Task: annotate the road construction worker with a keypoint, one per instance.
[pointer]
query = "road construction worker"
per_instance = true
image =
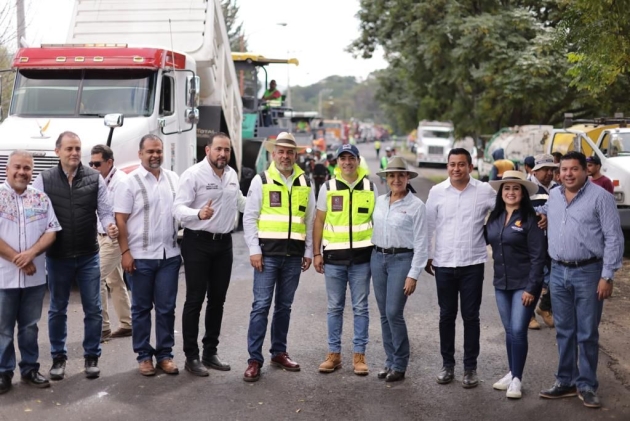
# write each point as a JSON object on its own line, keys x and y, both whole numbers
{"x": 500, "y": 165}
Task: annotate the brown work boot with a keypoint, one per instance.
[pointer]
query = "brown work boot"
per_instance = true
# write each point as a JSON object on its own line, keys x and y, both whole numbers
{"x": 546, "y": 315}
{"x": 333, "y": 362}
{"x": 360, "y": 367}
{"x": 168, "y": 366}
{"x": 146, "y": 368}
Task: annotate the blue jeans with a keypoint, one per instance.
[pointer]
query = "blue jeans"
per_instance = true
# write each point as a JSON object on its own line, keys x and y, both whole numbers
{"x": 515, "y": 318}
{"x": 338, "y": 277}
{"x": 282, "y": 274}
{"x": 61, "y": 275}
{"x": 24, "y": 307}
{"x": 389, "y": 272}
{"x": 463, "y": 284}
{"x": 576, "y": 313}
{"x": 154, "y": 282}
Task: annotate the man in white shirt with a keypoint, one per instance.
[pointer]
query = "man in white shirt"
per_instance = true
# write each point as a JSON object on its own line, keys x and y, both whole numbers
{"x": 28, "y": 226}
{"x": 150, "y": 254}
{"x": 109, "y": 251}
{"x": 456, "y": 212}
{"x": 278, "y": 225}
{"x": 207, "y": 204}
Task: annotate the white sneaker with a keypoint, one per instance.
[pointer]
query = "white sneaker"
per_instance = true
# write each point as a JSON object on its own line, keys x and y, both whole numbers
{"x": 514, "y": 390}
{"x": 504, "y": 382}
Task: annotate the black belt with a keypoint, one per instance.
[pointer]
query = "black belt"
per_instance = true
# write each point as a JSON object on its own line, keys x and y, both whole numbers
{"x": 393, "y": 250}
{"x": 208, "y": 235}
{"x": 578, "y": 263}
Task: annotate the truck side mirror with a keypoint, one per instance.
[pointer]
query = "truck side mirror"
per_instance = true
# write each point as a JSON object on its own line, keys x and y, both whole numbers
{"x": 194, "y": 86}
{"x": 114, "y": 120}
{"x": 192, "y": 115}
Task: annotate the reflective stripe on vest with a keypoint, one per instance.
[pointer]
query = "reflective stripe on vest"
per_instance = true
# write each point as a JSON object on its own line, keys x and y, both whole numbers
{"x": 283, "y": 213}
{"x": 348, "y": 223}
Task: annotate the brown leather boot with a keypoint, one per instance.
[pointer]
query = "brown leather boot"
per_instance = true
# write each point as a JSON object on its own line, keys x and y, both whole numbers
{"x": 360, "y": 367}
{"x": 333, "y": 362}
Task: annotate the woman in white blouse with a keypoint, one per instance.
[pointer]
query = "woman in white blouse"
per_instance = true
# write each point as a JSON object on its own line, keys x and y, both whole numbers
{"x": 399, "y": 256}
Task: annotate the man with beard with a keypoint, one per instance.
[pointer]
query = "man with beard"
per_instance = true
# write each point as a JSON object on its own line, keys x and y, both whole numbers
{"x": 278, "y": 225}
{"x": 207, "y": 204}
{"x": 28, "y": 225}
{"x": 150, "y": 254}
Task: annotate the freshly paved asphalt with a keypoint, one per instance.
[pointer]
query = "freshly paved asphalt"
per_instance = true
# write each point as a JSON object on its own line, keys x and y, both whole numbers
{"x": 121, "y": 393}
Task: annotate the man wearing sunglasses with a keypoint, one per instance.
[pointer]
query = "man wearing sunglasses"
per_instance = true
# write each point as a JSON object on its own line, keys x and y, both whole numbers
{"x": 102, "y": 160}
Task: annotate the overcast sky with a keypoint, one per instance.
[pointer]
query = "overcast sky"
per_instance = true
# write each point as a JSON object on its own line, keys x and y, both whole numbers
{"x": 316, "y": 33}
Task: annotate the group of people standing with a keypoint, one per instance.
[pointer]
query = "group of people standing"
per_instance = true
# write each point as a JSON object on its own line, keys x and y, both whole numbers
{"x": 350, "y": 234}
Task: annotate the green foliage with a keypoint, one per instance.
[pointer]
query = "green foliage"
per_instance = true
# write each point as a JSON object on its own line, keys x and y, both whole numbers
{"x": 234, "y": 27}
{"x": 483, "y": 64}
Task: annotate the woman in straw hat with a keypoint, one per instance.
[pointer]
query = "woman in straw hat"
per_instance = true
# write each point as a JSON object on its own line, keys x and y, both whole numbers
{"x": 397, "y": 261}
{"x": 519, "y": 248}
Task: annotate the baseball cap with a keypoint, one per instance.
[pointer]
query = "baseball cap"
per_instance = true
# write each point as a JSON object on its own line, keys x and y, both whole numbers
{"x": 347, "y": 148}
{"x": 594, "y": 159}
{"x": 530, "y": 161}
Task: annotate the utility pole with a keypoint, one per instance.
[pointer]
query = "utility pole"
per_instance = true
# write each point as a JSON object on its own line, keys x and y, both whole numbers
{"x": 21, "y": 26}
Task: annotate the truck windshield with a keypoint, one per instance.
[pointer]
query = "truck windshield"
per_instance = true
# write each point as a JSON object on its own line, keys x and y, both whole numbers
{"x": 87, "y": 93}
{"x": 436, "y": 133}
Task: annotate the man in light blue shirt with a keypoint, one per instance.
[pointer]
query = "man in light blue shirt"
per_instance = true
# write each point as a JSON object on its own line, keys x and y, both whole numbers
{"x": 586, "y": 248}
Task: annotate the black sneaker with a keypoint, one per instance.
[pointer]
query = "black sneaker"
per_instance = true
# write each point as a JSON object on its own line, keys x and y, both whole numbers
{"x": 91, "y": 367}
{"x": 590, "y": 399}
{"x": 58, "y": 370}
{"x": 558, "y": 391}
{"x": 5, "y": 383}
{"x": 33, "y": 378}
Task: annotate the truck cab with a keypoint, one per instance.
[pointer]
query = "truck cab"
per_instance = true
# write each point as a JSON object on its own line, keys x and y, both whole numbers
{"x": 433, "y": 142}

[WORK INSTRUCTION] Only a number is wanted here: the count of lines above that contain the word "boot".

[WRITTEN SOLUTION] 4